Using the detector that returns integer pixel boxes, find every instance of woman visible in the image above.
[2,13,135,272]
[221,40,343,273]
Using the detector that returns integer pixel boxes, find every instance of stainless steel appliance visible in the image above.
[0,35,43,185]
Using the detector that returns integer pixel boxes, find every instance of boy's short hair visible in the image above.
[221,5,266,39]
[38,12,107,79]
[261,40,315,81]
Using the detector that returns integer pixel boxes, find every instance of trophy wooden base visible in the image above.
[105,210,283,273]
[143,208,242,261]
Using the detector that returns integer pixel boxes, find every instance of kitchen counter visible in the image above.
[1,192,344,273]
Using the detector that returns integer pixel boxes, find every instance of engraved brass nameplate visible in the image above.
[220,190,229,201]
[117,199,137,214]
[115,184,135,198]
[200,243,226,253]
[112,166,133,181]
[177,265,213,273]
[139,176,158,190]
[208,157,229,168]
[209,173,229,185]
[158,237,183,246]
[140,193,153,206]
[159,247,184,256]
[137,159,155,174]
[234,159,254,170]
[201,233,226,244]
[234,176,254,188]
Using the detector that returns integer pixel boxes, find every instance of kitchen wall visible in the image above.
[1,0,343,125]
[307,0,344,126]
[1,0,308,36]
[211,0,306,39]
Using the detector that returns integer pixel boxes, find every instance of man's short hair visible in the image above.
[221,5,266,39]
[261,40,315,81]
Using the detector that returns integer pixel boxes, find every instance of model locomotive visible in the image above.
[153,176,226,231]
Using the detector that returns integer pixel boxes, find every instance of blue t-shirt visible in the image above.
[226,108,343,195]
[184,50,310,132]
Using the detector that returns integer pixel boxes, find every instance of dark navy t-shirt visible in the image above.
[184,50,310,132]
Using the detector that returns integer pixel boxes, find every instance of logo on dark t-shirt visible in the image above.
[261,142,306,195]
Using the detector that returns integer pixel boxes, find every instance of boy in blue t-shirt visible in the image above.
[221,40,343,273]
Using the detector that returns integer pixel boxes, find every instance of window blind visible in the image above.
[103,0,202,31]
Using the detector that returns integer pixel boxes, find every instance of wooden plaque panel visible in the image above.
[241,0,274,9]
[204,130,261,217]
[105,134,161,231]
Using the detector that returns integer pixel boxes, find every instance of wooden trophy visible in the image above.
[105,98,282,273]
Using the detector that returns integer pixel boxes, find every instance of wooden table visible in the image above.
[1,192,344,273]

*Aim*:
Write down every line of the data exactly as it appears above.

*Completed exercise*:
Using the detector that returns integer pixel boxes, find every instance of woman visible in the image above.
[2,13,135,272]
[221,40,343,273]
Using the detector that returns integer pixel boxes, find every instance of stainless steel appliance visible in the image above.
[0,35,43,185]
Using the detector that returns integer pixel boxes, find every instance of boy's short hair visible in the image above.
[221,5,266,39]
[38,12,107,79]
[261,40,315,81]
Using the detector that returns integer pixel boxes, find every instance of trophy wooden base visible in the image above.
[105,210,283,273]
[143,208,242,261]
Using the detector that returns integer pixel boxes, find every instance of kitchen counter visible in the image above.
[1,192,344,273]
Using the detector that returns integer pixel boxes, find every instance of engraved brass nameplate visible in the image above.
[220,190,229,201]
[117,199,137,214]
[115,184,135,198]
[200,243,226,253]
[112,166,133,181]
[177,265,213,273]
[139,176,158,190]
[208,157,229,168]
[209,173,229,185]
[158,237,183,246]
[140,193,153,206]
[159,247,184,256]
[137,159,155,174]
[234,159,254,170]
[201,233,226,244]
[234,176,254,188]
Using the detector that returns integer pixel boxes, find every instance of kitchen wall visible in the image above.
[1,0,343,125]
[307,0,344,126]
[1,0,308,36]
[211,0,306,39]
Using the detector that returns integer pixel boxes, find every instance of man's short hair visible in the image above.
[221,5,266,39]
[261,40,315,81]
Using the detector that returns integer pixel boxes, find every instance of model locomotive visible in the image above.
[153,176,226,231]
Using the detector that returns integer pixel boxes, find every instance of blue t-shirt visible in the image above.
[226,108,343,195]
[184,50,310,132]
Using the detector that returns integer pixel boxes, find every instance of dark navy t-shirt visible in the image above.
[184,50,310,132]
Using the detector that returns integer pixel boxes, find every instance of logo on dark t-shirt visible in the image above.
[261,142,306,195]
Using the detector that returns integer pixel boxes, find every instance of boy in blue t-shirt visible in the image above.
[221,40,343,273]
Using the detector that returns integer pixel boxes, find every instance of window blind visible in the image above.
[103,0,202,31]
Using the detector that returns integer pixel boxes, find every instance of wooden plaque panel visible in the image above.
[241,0,274,9]
[204,130,261,217]
[105,134,161,231]
Using the detector that returns integer pixel boxes, find every instance of wooden trophy visible in the image above.
[105,98,282,273]
Using the detector that returns integer pixel boxes, find every instance of wooden table visible in the image above.
[1,192,344,273]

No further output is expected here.